* REQUIREMENT:
Can you put the lines of the listing below, from the line containing "Q: Pick out each instance of the pink peach" through the end of the listing, into a numbered list with no blank lines?

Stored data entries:
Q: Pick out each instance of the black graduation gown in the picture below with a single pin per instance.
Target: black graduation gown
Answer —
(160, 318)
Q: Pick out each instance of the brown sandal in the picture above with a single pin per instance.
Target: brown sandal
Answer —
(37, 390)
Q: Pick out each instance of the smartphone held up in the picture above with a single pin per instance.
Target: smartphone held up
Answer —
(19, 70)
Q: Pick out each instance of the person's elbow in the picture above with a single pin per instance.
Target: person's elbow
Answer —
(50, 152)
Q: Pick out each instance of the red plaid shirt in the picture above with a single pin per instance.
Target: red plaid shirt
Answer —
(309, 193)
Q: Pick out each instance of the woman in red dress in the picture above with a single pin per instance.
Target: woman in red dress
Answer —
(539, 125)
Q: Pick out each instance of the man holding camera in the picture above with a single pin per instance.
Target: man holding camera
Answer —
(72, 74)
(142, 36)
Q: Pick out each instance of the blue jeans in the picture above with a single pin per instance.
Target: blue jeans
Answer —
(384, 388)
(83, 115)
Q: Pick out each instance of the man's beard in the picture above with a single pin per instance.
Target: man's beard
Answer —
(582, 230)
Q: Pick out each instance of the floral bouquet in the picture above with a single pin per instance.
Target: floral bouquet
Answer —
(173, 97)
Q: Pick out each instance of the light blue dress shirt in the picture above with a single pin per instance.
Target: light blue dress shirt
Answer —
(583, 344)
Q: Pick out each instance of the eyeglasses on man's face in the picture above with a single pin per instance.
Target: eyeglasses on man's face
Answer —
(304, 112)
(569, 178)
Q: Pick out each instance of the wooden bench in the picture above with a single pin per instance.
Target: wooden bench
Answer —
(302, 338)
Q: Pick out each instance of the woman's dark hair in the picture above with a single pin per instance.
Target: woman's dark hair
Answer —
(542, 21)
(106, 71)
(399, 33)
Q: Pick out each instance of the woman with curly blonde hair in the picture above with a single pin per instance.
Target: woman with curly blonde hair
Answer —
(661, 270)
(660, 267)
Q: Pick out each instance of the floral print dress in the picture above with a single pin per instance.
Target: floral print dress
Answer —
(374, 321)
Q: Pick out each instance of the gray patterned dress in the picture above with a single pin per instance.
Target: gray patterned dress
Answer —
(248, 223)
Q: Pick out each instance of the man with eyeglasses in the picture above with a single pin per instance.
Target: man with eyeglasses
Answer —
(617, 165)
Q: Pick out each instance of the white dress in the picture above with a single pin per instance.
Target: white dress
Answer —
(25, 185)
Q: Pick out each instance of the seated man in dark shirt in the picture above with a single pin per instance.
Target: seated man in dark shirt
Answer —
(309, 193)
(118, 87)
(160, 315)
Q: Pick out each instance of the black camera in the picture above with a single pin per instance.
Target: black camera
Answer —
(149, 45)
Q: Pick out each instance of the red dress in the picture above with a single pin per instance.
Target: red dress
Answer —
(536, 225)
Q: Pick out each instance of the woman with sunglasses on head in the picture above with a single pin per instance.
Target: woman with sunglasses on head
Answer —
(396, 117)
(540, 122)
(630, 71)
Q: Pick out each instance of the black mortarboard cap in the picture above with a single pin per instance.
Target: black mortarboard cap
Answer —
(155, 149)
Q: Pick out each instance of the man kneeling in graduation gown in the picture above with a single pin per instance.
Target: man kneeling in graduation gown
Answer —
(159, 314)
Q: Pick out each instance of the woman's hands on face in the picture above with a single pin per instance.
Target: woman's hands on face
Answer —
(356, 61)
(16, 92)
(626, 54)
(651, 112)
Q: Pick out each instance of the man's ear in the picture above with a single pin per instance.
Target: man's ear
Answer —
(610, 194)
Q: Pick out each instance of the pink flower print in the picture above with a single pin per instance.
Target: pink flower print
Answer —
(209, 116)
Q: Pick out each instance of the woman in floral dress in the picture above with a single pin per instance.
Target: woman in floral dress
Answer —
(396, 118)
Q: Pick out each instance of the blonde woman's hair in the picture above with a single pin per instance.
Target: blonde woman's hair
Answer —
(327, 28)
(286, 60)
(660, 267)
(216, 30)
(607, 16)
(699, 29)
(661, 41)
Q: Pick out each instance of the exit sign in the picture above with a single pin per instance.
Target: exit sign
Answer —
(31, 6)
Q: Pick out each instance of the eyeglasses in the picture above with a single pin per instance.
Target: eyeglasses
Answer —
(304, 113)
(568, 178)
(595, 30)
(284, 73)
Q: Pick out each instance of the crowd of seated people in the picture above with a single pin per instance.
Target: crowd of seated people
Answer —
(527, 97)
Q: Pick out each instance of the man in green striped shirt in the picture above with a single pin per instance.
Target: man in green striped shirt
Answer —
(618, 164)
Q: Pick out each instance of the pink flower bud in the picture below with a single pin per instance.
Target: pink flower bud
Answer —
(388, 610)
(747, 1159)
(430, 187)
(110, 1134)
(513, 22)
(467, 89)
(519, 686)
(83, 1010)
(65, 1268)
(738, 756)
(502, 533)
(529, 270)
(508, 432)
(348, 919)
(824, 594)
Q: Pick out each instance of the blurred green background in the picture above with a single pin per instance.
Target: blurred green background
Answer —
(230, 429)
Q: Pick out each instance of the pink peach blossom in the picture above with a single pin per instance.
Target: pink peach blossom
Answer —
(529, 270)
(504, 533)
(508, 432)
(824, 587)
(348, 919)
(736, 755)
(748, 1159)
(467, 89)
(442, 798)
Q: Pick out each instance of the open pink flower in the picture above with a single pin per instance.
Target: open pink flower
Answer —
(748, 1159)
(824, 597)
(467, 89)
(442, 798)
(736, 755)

* SOLUTION BELOW:
1. Q: Pick out each instance of the pink peach blossom in the picture above with a single pin per instance.
2. Target: pink peach blossom
3. Answer —
4. (529, 270)
5. (504, 533)
6. (508, 432)
7. (824, 587)
8. (348, 919)
9. (736, 755)
10. (748, 1159)
11. (467, 89)
12. (442, 798)
13. Q: Pick out each instance of the open pink flower in the picture above with a single pin per instance.
14. Target: open pink flower
15. Answer —
16. (748, 1159)
17. (824, 597)
18. (467, 89)
19. (442, 798)
20. (736, 755)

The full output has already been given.